### Exercise requirements
[1] Reproduce the diatomic-molecule post from "The internal energies" up to and including "reason behind it.".
[2] Resume the forum post on the internal energy of a diatomic molecule, starting right after its last sentence.

### Provided text

This is from *Statistical Physics An Introductory Course* by *Daniel J.Amit*
The text is calculating the energy of internal motions of a diatomic molecule.

The internal energies of a diatomic molecule, i.e. the vibrational energy and the rotational energy is given by
$$\begin{aligned}E_I(n,J) &= E_v + E_r \\ &= \epsilon _v n+\epsilon_r J(J+1), \qquad n,J=0,1,2,\dots ,\end{aligned}$$
where $\epsilon_v$ is the spacing between the vibrational levels:
$$\epsilon_v = \hbar \omega= \hbar \sqrt{\frac{K}{\mu}}$$
and $\epsilon_r$ is the difference between the rotational levels:
$$\epsilon_r=\frac{\hbar^2}{2I}$$


But the vibrational energy of the molecule is
$$E_v = (n+1/2)\hbar \omega$$
**Why do we ignore the ##\frac{1}{2} \hbar \omega## in the ##E_v## (ground state vibrational energy) when we calculate the total internal energy of the molecule?** The text refers back to another equation to explain why we dropped the ground state vibrational energy, but I still don't quite understand the reason behind it.
The text referred:
The ground state energy of the electronic system ##\epsilon_0## depends on the distance ##\rho## between the nuclei, and we can denote this as a potential energy ##U(\rho)##.

### Dataset content
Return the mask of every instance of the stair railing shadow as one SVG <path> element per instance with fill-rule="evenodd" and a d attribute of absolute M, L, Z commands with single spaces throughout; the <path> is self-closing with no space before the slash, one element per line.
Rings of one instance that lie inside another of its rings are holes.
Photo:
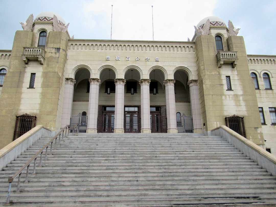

### Expected responses
[1]
The internal energies of a diatomic molecule, i.e. the vibrational energy and the rotational energy is given by
$$\begin{aligned}E_I(n,J) &= E_v + E_r \\ &= \epsilon _v n+\epsilon_r J(J+1), \qquad n,J=0,1,2,\dots ,\end{aligned}$$
where $\epsilon_v$ is the spacing between the vibrational levels:
$$\epsilon_v = \hbar \omega= \hbar \sqrt{\frac{K}{\mu}}$$
and $\epsilon_r$ is the difference between the rotational levels:
$$\epsilon_r=\frac{\hbar^2}{2I}$$


But the vibrational energy of the molecule is
$$E_v = (n+1/2)\hbar \omega$$
**Why do we ignore the ##\frac{1}{2} \hbar \omega## in the ##E_v## (ground state vibrational energy) when we calculate the total internal energy of the molecule?** The text refers back to another equation to explain why we dropped the ground state vibrational energy, but I still don't quite understand the reason behind it.

[2]
If ##\epsilon_0## has a sharp minimum at a distance ##\rho_0##, it is possible to approximate ##U(\rho)## by the harmonic approximation. Hence the energy of the molecule will then given by
$$E_{mol}=\frac{\boldsymbol{P}^2}{2M}+\frac{\boldsymbol{\pi}^2}{2 \mu}+\frac{1}{2}K(\rho-\rho_0)^2$$
where
##\bf{P}## is the momentum associated with center of mass
##\boldsymbol{\pi}=\boldsymbol{\pi}_{12}=\boldsymbol{\pi}_1 - \boldsymbol{\pi}_2## in which ##\boldsymbol{\pi}_\alpha## is the relative momentum of the atom ##\alpha##
##U''(\rho_0)=K## is the harmonic approximation of ##U##


In this case I get why they drop the ##\epsilon_0##, that's because ##\epsilon_0## is already included in the potential energy term. However for the first case I don't see where the ##\epsilon_0## goes.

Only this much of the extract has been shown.